Selected extract
►

I initially began writing this piece in the usual way: a slightly dramatic first sentence to captivate the reader, before analysing every conceivable detail of the story. This time it will be different; this time it will be personal. With support from the St Andrews Foreign Affairs Society, I had the honour to interview Judge Lennart Aspegren on his work as a judge for the United Nations International Criminal Tribunal for Rwanda.
Rwanda is a difficult topic. The 1994 genocide is often the only thing most people know about the small central African country, and now that over two decades have passed since the tragedy, experts are shifting their focus to current pressing conflicts. But Rwanda’s strife is recent enough not to be relegated to the distant past. Much of the Rwandan population continues to feel its consequences; nearly 1 million people were slaughtered, almost eliminating an entire generation of Tutsis and forcing both Hutus and Tutsis to live through 100 days of fear and massacre. In addition, approximately 67 per cent of women raped during the genocide were infected with HIV/AIDS, feeding into a vicious cycle of mental and physical suffering that has affected subsequent generations. The international and Rwandan communities longed for justice, which Judge Aspegren, his two colleagues, and their legal teams aimed to provide in their judgement of crimes against humanity.

◄

Exercise data

►

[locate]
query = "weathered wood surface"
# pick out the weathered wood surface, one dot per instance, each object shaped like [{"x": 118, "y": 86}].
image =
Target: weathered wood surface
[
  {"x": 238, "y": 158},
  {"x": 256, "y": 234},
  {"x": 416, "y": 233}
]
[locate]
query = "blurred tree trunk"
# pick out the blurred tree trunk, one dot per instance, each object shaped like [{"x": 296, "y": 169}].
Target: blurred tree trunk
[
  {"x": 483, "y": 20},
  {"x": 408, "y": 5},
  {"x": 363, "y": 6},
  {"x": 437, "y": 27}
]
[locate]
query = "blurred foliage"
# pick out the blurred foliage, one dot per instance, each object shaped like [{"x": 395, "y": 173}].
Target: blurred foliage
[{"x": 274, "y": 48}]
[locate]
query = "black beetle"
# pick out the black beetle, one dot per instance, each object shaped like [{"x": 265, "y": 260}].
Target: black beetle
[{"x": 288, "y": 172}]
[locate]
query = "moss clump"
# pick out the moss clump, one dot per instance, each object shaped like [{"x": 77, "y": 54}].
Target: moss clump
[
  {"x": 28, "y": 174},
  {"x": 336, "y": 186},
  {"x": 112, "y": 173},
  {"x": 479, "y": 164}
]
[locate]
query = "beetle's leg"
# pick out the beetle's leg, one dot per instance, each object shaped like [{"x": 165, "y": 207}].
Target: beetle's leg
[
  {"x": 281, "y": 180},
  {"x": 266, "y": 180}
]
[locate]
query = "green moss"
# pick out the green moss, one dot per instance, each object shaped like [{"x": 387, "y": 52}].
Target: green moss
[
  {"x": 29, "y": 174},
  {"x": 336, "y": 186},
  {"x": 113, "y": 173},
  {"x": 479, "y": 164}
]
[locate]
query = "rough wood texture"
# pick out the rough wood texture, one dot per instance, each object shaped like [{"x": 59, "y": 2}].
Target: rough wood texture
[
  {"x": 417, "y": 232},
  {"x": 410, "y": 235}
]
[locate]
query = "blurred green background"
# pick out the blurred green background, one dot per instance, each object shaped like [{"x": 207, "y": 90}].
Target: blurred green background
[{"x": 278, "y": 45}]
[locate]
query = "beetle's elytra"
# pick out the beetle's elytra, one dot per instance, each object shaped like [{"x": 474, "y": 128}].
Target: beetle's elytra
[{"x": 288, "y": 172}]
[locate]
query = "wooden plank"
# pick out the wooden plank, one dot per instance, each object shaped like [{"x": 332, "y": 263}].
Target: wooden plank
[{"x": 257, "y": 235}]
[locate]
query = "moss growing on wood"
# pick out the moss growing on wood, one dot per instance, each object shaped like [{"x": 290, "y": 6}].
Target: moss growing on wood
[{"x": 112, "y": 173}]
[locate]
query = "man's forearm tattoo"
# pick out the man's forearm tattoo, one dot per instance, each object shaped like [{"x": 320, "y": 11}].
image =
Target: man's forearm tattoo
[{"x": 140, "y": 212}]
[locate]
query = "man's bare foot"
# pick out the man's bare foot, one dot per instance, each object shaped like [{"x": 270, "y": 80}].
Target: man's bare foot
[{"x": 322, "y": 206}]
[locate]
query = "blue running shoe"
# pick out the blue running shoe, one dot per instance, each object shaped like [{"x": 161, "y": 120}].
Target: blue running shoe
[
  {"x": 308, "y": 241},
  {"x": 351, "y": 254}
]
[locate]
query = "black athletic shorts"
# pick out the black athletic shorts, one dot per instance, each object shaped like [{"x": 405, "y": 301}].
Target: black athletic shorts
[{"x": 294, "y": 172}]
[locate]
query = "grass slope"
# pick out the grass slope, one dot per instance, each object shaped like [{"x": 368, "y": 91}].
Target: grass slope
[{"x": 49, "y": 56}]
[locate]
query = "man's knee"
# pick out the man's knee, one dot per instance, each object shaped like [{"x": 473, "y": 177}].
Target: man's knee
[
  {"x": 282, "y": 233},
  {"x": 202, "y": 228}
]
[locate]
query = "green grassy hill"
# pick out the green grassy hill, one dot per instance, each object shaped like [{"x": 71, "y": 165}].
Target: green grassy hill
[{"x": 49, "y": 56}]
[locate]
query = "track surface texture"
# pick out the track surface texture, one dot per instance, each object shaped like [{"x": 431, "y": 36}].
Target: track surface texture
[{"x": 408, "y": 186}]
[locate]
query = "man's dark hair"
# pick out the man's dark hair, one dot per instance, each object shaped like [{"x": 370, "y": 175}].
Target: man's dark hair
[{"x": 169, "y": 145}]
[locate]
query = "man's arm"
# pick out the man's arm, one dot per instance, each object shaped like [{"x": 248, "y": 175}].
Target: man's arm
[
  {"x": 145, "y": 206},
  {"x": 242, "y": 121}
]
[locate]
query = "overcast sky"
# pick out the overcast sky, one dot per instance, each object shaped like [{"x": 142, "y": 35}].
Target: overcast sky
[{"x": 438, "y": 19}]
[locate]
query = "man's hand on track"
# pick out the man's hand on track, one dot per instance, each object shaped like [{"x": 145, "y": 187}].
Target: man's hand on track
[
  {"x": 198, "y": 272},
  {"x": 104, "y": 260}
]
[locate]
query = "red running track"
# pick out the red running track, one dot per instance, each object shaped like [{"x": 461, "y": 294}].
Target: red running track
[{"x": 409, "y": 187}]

◄

Problem 1
According to the piece on Judge Lennart Aspegren, why should Rwanda's strife not be relegated to the distant past? Answer in one to three sentences.
Problem 2
In the piece on Judge Lennart Aspegren, what share of women raped during the genocide were infected with HIV/AIDS?
Problem 3
Continue the piece on Judge Lennart Aspegren from the point where it stops.
The records are separate material and have no connection to the piece on Judge Lennart Aspegren.

Answer section 1
Rwanda's strife is recent enough that much of the Rwandan population continues to feel its consequences. Nearly 1 million people were slaughtered, almost eliminating an entire generation of Tutsis, and the HIV/AIDS infections of women raped during the genocide have fed a cycle of mental and physical suffering affecting subsequent generations.

Answer section 2
Approximately 67 per cent.

Answer section 3
They made history. Not only did they aid in legally resolving one of the most horrifying conflicts of our modern history, but they were also able to amend the UN Genocide Convention to include rape and sexual assaults as constituting parts of genocide. Through legal analysis and executive decisions, sexual violations are now treated with severity, not dismissal. It was unusual to take this issue up – revolutionary, in fact – but numerous aspects of the legal system had to be expanded to deal with a disaster that paralysed an entire nation in modern times. Judge Aspegren speaks of this with both hope and sadness in his voice. Though a heavily emotional topic, it is evident he is hopeful that an event like this will never happen again; but that even if it does, justice will be served due to the efforts these judges after the tragedy of 1994.
The killings affected everyone: those whose family and friends were victims, and those whose sons committed these crimes in a manic uprising of extremism. Most of the people engaged in the actual killings were young men between the ages of twelve and eighteen who formed militias supported by several senior figures in the society. Many of them were incentivised with rewards that played to their ignorance: alcohol, money, and an appeal to their emotional side: anger. “Most of the time a lot of them were drunk. They said they were working and would come home in the evenings to their mothers and fathers after a long day’s ‘work,’” explains Aspegren. Hundreds of thousands actively took part, even fleeing to the Congo and attempting killings of Tutsi children in school buses to eradicate the possibility of those with their lives ahead of them continuing their cultural heritage. It was thus important for the Rwandan population to know that those who had instigated these attacks were being held accountable and put on trial. All trials were communicated via Radio from Arusha, a town in Tanzania where the tribunals took place, to Rwanda whilst a temporary ambassador to Arusha was also appointed in order to inform those at home of the on-going development with regards to justice.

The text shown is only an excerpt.